Document segment Start Marker

Patients may style their hair as they like, but are cautioned about
running a comb or a brush too roughly through the scalp for fear
of pulling out grafts before they are healed. I ask patients not
to use hair sprays, gels, or Rogaine on the transplants for the
first week. I also ask them to use their blow dryers on lower settings
both in regards to heat and force.
It is not at all uncommon for a few follicular units to “pop
out” the first few days after the procedure. If so, the patient
might notice fairly brisk bleeding. The patients are instructed
to simply hold pressure over the spot with gauze wrapped around
a finger for about fifteen minutes. I stress that they should not
try and re-implant that follicular unit for fear of causing other
nearby ones to fall out too. I remind them that losing a few will
not hurt the final results.
For the first two weeks after a transplant, patients are instructed
to avoid heavy lifting, running, or swimming. Walking for exercise
is fine. If their work is not strenuous, most will take one or two
days off just to be sure they are feeling good before going back.
A variety of medicines are frequently provided after surgery. A
steroid such as prednisone may be given to help reduce the frequency
and severity of swelling. Antibiotics are used to help prevent infection.
Finally, pain pills are provided for use as necessary.
In regards to pain after the procedure, in general, patients are
pleasantly surprised. The recipient area is usually not particularly
painful at all. The excision site in back is what is frequently
tender for a few days. That is only natural as it is like any other
surgery site. Many patients either use no pain pills or just use
them for a few days.
If a patient is interested in trying to hide the fact that he has
had a transplant during the regrowth stage three to five months
after the procedure, one trick that helps is to change the hair
style at about three months. A man, especially, may want to cut
his hair very short and keep it short as the new hair grows in.
Then, after most of it has grown in, he can let it grow to the length
he wants to keep it. Most people will have forgotten what he looked
like before he cut his hair short (i.e. before the transplant grew)
so that the change in his appearance is usually explained as him
just letting his hair get longer.

Document segment End Marker
Data section Start Marker

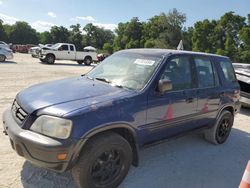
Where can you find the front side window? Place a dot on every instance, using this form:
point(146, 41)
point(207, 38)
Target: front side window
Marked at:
point(205, 73)
point(126, 69)
point(178, 71)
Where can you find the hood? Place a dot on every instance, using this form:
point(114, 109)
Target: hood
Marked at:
point(70, 94)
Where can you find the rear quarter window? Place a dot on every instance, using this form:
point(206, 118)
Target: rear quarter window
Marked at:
point(227, 70)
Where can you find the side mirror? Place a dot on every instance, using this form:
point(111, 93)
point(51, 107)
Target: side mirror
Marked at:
point(164, 85)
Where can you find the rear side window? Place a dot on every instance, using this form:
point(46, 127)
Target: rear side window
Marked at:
point(65, 47)
point(205, 73)
point(228, 71)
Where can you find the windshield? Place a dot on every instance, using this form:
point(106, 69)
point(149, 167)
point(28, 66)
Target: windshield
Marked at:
point(126, 69)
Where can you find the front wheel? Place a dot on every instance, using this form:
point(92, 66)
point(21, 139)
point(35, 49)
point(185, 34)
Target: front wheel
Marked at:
point(219, 133)
point(104, 162)
point(2, 58)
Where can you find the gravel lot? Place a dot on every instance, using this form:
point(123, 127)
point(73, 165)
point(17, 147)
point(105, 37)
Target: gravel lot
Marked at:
point(187, 162)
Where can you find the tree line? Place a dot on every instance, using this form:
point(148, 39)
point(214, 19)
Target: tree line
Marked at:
point(229, 35)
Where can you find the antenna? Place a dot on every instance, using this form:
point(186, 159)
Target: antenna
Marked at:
point(180, 46)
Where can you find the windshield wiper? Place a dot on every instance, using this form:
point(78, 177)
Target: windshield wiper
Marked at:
point(103, 80)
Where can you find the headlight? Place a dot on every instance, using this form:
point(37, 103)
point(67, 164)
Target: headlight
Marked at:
point(52, 126)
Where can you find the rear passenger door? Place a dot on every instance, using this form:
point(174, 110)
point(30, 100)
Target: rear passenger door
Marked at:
point(172, 112)
point(208, 90)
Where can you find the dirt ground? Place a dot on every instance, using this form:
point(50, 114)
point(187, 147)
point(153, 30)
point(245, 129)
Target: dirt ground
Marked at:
point(187, 162)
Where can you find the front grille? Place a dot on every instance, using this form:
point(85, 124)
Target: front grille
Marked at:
point(18, 113)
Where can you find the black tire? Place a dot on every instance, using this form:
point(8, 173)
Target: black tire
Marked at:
point(43, 60)
point(50, 59)
point(80, 62)
point(104, 162)
point(245, 105)
point(2, 58)
point(219, 133)
point(87, 61)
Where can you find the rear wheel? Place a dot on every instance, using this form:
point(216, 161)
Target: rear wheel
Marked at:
point(88, 61)
point(2, 58)
point(80, 62)
point(50, 59)
point(219, 133)
point(104, 162)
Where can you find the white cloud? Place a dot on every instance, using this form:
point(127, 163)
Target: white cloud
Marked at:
point(42, 25)
point(85, 18)
point(8, 19)
point(52, 14)
point(111, 27)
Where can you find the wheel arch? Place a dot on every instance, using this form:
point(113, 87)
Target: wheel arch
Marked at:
point(123, 130)
point(51, 55)
point(229, 108)
point(88, 56)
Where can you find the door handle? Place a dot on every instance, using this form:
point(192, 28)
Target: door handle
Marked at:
point(190, 100)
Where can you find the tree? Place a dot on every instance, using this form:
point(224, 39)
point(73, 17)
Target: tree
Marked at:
point(22, 33)
point(96, 36)
point(3, 35)
point(129, 35)
point(59, 34)
point(230, 25)
point(45, 38)
point(107, 47)
point(204, 37)
point(164, 30)
point(75, 36)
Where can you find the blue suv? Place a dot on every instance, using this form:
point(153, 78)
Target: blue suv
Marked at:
point(95, 124)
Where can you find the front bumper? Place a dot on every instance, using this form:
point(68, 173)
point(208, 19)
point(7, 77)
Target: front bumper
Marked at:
point(39, 149)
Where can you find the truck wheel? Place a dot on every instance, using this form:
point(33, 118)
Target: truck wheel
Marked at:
point(2, 58)
point(104, 162)
point(88, 61)
point(219, 133)
point(50, 59)
point(80, 62)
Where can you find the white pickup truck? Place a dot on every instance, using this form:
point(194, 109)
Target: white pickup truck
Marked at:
point(65, 51)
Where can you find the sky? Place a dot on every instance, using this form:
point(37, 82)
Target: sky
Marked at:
point(43, 14)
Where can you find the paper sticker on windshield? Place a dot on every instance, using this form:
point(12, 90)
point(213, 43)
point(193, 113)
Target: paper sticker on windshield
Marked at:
point(144, 62)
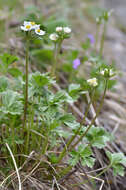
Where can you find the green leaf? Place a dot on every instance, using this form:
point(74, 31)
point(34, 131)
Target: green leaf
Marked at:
point(14, 72)
point(11, 103)
point(116, 161)
point(40, 80)
point(6, 60)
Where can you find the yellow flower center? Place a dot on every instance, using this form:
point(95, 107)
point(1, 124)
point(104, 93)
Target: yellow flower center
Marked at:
point(32, 23)
point(38, 30)
point(28, 26)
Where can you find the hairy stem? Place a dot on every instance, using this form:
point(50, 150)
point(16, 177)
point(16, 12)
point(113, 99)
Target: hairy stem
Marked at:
point(97, 34)
point(63, 153)
point(97, 113)
point(26, 83)
point(103, 39)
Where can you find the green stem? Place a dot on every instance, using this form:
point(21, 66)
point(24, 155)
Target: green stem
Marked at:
point(97, 34)
point(97, 113)
point(57, 47)
point(63, 153)
point(103, 38)
point(103, 171)
point(26, 83)
point(55, 60)
point(45, 144)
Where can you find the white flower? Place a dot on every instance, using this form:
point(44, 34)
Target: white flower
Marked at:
point(93, 82)
point(27, 26)
point(111, 73)
point(53, 37)
point(59, 29)
point(67, 30)
point(39, 32)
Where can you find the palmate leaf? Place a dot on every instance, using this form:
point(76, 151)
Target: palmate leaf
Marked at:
point(6, 60)
point(98, 136)
point(84, 154)
point(11, 103)
point(117, 160)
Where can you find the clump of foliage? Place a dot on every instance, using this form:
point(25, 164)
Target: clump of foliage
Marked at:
point(34, 117)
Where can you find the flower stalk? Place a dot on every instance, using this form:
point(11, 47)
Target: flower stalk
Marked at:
point(103, 38)
point(63, 153)
point(26, 82)
point(97, 113)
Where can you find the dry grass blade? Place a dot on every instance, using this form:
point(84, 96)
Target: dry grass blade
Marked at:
point(96, 179)
point(15, 165)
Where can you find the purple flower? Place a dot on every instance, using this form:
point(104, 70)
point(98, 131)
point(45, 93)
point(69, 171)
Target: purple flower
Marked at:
point(91, 38)
point(76, 63)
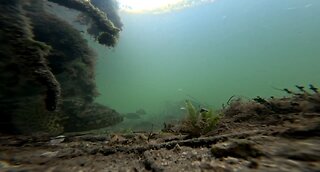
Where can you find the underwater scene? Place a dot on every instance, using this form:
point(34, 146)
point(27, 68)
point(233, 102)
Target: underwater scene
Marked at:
point(159, 85)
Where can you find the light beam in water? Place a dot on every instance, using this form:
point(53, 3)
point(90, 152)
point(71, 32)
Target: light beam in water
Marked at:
point(157, 6)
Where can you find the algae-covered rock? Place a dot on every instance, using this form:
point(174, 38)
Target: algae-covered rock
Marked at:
point(46, 63)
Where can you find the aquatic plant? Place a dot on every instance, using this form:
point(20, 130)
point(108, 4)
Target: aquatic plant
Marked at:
point(33, 117)
point(199, 122)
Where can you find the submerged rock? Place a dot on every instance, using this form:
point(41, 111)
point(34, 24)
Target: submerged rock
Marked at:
point(46, 64)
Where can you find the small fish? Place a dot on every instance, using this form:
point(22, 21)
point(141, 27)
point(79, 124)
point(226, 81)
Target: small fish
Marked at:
point(132, 116)
point(288, 91)
point(314, 89)
point(203, 110)
point(301, 88)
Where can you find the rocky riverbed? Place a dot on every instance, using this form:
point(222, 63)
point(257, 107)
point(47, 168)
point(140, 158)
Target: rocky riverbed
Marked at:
point(290, 144)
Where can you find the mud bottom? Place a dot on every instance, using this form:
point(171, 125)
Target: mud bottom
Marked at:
point(291, 144)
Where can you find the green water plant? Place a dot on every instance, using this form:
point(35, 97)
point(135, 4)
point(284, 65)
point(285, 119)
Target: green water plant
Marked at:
point(199, 121)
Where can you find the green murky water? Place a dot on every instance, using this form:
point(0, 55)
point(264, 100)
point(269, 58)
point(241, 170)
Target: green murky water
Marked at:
point(211, 52)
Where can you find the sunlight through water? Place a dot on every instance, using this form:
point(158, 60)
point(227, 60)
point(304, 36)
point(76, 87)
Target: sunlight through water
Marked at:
point(157, 6)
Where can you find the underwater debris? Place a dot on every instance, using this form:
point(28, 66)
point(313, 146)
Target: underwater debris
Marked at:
point(197, 122)
point(104, 31)
point(46, 58)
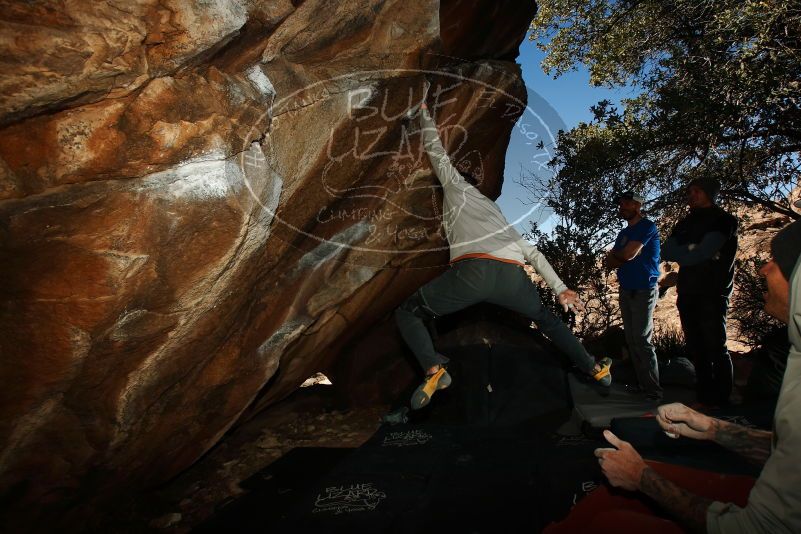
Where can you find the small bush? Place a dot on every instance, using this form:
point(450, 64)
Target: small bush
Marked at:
point(669, 343)
point(746, 312)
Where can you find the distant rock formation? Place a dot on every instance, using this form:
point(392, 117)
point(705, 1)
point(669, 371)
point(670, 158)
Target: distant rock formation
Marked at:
point(202, 202)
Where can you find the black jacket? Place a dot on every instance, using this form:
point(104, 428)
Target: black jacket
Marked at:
point(714, 276)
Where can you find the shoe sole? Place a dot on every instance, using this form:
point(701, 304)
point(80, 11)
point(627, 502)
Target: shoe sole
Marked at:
point(604, 376)
point(422, 395)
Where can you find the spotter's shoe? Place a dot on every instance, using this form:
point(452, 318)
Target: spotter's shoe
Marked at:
point(432, 383)
point(604, 376)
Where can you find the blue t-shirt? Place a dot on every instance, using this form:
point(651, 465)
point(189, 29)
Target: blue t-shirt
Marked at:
point(642, 272)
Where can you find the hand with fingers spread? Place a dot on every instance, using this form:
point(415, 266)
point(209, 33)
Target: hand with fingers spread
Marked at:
point(622, 465)
point(570, 300)
point(679, 420)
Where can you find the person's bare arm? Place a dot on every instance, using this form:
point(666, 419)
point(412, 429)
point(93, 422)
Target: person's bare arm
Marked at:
point(680, 420)
point(625, 468)
point(688, 508)
point(750, 443)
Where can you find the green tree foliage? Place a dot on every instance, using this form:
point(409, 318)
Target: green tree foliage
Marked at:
point(719, 83)
point(747, 312)
point(715, 88)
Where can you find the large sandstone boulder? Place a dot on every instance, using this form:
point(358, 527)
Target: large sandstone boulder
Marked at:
point(201, 203)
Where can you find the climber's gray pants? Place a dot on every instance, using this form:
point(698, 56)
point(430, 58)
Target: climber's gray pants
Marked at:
point(477, 280)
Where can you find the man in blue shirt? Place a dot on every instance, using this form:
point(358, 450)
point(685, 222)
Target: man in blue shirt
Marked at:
point(636, 257)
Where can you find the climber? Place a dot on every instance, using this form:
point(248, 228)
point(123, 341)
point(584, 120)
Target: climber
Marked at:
point(487, 259)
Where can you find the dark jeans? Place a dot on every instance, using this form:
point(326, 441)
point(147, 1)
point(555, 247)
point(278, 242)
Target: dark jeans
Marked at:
point(703, 319)
point(472, 281)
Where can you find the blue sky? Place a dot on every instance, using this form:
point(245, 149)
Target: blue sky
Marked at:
point(553, 105)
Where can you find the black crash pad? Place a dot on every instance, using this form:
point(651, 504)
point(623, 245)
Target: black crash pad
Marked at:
point(596, 408)
point(645, 434)
point(483, 457)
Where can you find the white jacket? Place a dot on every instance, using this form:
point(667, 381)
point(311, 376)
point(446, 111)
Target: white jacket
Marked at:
point(473, 223)
point(774, 504)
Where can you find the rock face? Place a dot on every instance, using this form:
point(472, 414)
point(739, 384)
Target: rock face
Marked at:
point(201, 203)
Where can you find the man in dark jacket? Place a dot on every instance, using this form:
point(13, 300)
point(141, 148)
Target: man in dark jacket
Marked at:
point(704, 244)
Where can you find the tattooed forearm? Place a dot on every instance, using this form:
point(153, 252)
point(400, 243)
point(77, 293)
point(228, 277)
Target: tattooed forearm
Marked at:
point(688, 508)
point(750, 443)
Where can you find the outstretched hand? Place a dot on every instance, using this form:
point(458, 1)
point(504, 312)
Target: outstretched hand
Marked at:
point(569, 300)
point(622, 465)
point(680, 420)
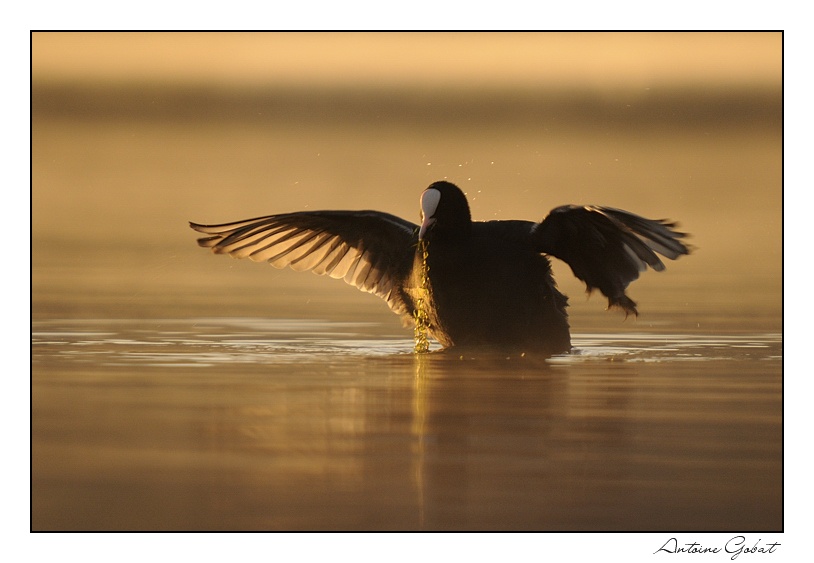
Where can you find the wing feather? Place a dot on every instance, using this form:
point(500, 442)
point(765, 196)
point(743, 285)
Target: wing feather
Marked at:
point(370, 250)
point(607, 248)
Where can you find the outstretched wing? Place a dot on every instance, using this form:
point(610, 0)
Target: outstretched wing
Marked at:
point(370, 250)
point(607, 248)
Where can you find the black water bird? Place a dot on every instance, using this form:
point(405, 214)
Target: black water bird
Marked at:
point(485, 284)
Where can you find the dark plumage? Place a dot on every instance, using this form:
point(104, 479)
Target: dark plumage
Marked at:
point(488, 283)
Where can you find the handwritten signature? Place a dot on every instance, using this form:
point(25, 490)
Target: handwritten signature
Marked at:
point(735, 546)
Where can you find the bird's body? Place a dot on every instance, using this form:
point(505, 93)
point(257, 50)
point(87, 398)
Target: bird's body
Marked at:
point(474, 285)
point(477, 284)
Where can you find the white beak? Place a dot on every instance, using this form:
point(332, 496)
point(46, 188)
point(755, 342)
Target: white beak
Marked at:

Data section End Marker

**Tasks and exercises**
a. Echo the passage on hair transplant aftercare word for word, starting with "For the first" and going on through "help prevent infection.".
b. Answer these from the passage on hair transplant aftercare:
(i) For about how long should a patient hold pressure on a spot where a follicular unit has popped out?
(ii) Which area is frequently tender for a few days after the procedure?
(iii) At about how many months after the procedure does the passage suggest changing the hair style?
The rows have no connection to the passage on hair transplant aftercare.

**Responses to the exercise**
a.
For the first two weeks after a transplant, patients are instructed
to avoid heavy lifting, running, or swimming. Walking for exercise
is fine. If their work is not strenuous, most will take one or two
days off just to be sure they are feeling good before going back.
A variety of medicines are frequently provided after surgery. A
steroid such as prednisone may be given to help reduce the frequency
and severity of swelling. Antibiotics are used to help prevent infection.

b.
(i) About fifteen minutes.
(ii) The excision site in back.
(iii) About three months.